━━━━━ Data listing
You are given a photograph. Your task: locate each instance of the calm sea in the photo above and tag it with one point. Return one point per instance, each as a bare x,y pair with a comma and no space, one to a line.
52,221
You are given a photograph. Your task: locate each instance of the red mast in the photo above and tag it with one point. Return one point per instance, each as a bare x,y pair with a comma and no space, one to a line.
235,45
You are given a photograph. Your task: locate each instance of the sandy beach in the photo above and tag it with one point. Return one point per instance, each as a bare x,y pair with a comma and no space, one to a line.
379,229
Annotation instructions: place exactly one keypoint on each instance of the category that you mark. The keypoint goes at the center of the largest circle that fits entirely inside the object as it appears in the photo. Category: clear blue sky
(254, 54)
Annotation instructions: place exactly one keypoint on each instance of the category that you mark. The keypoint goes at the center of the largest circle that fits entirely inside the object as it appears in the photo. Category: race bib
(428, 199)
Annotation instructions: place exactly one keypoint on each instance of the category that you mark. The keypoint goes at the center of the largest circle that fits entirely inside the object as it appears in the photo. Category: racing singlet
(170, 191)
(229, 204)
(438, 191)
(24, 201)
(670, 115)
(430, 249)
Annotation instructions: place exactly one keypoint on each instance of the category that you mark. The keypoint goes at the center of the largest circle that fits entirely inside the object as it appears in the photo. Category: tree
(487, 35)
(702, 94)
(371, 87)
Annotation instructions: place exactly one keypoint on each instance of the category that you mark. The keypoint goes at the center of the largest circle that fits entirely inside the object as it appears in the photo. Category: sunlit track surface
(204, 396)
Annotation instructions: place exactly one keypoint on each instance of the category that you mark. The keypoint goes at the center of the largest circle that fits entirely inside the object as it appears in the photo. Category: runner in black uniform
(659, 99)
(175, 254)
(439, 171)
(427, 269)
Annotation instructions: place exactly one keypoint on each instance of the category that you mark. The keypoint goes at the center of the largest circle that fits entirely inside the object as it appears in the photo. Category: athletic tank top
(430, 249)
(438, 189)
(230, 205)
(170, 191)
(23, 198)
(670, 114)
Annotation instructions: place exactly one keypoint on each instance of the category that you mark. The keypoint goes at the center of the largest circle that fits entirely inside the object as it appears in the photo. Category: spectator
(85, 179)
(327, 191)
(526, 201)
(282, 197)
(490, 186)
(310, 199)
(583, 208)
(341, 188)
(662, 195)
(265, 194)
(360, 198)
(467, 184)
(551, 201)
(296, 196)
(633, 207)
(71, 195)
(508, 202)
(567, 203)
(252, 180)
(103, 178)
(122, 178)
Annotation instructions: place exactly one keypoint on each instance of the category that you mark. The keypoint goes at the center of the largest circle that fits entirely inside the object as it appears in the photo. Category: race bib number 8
━━━━━━━━━━
**Description of the task:** Write out the whole listing exactly.

**Answer to this task:**
You are given a photograph. Your task: locate each instance of the calm sea in the photo above and tag it with one point. Return one point per instance, each as a bare x,y pair with a comma and no space, one to a line.
52,221
You are given a photograph. Your task: locate each instance of the red mast in the photo above and tag it with one point. Return one point per instance, each as a bare x,y pair with a comma and no space, one to a line.
235,45
You are given a photograph. Your task: locate each instance of the sandy beach in the photo above and tag it with one point. Return one point per instance, each as a bare x,y pair with a comma and no space, one to a line.
379,229
Annotation instructions: place exactly one keypoint on each instance of the category that you mark. The keypoint goes at the center of the largest circle that fits entirely inside the object as it appears in the photo. Category: clear blue sky
(254, 54)
Annotation instructions: place exactly one keypoint on each instance of the category that you mark. The keypoint goes at the center of the largest circle that fits entirely inside the object as it appears in the photo. Category: race bib
(428, 199)
Annotation instructions: place exactly one keypoint on each instance of the category that you mark. The keypoint goes at the center of the largest circle that fits entirely inside the object as it appears in the photo. Category: racing singlet
(170, 191)
(229, 204)
(438, 191)
(24, 201)
(670, 115)
(430, 249)
Annotation instructions: place exactly one keypoint on each instance of the category that you mark. The keypoint goes at the center of the largest circle that fits entirely inside the object as it appears in the photo. Category: tree
(487, 35)
(702, 94)
(371, 87)
Annotation instructions: place exactly one keypoint on each instance of the category that you mark. The keypoint goes at the center of the largest circle that fits entirely inside the object as it appears in the photo. Category: sunlit track surface
(204, 396)
Annotation instructions: place exactly one keypoint on each instance of the category that you mark. The keypoint goes at the center of the largest circle that fits entirely inside the object as it appears in the photo. Category: runner in black uniform
(659, 99)
(175, 254)
(439, 171)
(427, 269)
Annotation instructions: place exactly one keypoint on each instance of the category that you mark. The keypoint goes at the center of the largest circle that fits entirely inside the object as it appears in the photo. Category: athletic tank top
(430, 249)
(438, 189)
(230, 205)
(170, 191)
(23, 198)
(670, 114)
Annotation instructions: place exactly one keypoint on each instance of the category that you mark. The keypoint goes at the center of the largest circle that fits entirely inside the object as it appears in the photo. Category: spectator
(85, 179)
(327, 191)
(526, 201)
(282, 197)
(490, 186)
(310, 199)
(583, 208)
(341, 188)
(662, 195)
(265, 194)
(360, 198)
(467, 184)
(551, 201)
(296, 196)
(633, 207)
(71, 195)
(508, 202)
(567, 203)
(252, 180)
(103, 178)
(122, 178)
Annotation instructions: place exactly one keypoint on each instance of the category that you mark. The keypoint goes at the center of the largest circle that fits entirely inside the object as it appears in the photo. Category: race bib number 8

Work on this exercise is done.